* [Stored data]:

------------

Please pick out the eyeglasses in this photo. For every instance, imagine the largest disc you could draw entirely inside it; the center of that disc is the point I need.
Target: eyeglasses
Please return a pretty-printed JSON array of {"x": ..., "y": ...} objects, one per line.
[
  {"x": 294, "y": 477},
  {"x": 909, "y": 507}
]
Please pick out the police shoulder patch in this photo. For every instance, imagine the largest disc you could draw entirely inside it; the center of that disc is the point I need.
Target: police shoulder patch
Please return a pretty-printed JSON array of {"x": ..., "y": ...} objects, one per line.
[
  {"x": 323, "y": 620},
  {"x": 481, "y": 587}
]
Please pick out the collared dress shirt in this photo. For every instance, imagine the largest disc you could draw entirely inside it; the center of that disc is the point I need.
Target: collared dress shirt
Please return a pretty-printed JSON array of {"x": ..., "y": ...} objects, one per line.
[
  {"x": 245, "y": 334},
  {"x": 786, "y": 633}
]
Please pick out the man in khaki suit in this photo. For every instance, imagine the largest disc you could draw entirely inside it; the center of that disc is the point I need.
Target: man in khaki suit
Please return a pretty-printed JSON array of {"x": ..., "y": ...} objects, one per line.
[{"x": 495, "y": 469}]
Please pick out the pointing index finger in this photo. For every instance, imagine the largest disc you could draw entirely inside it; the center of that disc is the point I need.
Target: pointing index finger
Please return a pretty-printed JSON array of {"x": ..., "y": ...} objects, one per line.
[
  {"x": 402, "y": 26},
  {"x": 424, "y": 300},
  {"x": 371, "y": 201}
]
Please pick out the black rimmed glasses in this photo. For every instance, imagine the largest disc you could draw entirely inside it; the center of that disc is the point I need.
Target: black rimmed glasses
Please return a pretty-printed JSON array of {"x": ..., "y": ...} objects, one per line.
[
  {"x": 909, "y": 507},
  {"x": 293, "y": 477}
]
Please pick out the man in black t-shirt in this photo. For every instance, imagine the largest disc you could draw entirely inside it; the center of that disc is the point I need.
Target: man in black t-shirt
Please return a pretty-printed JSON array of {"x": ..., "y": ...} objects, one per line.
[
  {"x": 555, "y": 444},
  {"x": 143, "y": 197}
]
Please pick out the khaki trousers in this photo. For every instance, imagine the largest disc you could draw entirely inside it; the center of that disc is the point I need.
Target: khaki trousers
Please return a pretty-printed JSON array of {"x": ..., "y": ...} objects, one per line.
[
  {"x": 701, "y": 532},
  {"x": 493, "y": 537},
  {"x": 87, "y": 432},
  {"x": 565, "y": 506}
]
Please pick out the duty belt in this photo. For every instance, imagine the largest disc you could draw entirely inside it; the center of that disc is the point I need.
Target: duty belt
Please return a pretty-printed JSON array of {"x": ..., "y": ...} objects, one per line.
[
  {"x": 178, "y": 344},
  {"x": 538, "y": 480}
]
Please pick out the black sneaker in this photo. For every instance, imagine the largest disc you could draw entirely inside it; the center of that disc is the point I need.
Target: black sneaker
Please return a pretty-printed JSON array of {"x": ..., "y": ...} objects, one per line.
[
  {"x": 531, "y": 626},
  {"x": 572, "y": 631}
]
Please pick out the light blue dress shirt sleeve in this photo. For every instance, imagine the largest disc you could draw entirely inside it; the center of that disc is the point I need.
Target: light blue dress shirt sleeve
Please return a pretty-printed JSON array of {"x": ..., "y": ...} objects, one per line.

------------

Output only the lines running from the line with "Please pick out the khaki" through the final line of the data, inclusive.

Please pick out the khaki trousers in this photo. For every instance, imagine the largest disc you could draw entirely inside it; the center of that disc is the point I need.
Target: khaki trousers
Please return a pretty-printed JSON array of {"x": ..., "y": ...} objects, one per line.
[
  {"x": 701, "y": 532},
  {"x": 493, "y": 537},
  {"x": 87, "y": 432},
  {"x": 565, "y": 506}
]
Please pick out the duty belt in this photo. For every instance, imagine the largest disc you could draw entirely inside it; the center of that disc is the point I need.
Target: duty belt
Please return a pretty-printed JSON array of {"x": ..., "y": ...} objects, one per line.
[
  {"x": 178, "y": 344},
  {"x": 538, "y": 480}
]
Please pick out the black sneaker in this photo. For every instance, imagine the largest disc you could draw entirely inside it; the center of that disc is the point I need.
Target: black sneaker
Please return a pretty-printed JSON array of {"x": ..., "y": ...} objects, one per line.
[
  {"x": 531, "y": 626},
  {"x": 572, "y": 631}
]
Please pick out the light blue dress shirt sleeve in this photo. For every instance, imagine the largest disc you could draw entirely inside it; the center of that disc is the point I need.
Target: light blue dress shirt sleeve
Please return a pretty-printed JSON array of {"x": ..., "y": ...} objects, one per line.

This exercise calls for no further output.